THE PROBLEM: Please report, copied word for word, each row below that contains the word "girl".

SUPPLIED MATERIAL:
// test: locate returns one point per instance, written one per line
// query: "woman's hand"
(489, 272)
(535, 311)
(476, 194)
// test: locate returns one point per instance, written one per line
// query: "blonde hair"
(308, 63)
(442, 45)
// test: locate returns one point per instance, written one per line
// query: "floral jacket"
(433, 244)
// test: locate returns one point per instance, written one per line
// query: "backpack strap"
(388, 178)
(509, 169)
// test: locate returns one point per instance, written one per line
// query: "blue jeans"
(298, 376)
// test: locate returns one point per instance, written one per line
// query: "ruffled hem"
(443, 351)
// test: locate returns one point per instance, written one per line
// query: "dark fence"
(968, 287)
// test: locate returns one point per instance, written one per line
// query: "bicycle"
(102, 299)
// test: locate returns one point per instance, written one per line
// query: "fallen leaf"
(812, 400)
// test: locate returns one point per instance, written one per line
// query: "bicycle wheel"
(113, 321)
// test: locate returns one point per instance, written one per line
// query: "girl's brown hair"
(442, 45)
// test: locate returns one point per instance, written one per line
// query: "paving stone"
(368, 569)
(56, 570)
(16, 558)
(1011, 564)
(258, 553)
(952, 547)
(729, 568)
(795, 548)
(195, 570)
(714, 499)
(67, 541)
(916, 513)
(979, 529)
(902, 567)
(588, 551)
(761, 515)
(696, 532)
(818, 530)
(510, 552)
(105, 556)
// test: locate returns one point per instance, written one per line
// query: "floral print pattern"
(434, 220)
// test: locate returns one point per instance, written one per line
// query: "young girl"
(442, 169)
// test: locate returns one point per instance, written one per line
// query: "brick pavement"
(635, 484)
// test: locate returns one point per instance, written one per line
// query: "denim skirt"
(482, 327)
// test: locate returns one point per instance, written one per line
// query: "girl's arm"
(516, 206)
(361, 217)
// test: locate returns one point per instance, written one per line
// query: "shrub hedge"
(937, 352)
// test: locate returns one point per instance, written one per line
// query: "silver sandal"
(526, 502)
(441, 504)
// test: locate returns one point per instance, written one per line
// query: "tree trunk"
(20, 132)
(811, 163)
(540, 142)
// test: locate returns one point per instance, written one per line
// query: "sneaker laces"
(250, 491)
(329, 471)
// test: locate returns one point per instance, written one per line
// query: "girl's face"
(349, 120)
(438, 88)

EXERCISE RESPONSE:
// query: "girl's brown hair"
// query: "young girl"
// query: "girl's arm"
// query: "girl's face"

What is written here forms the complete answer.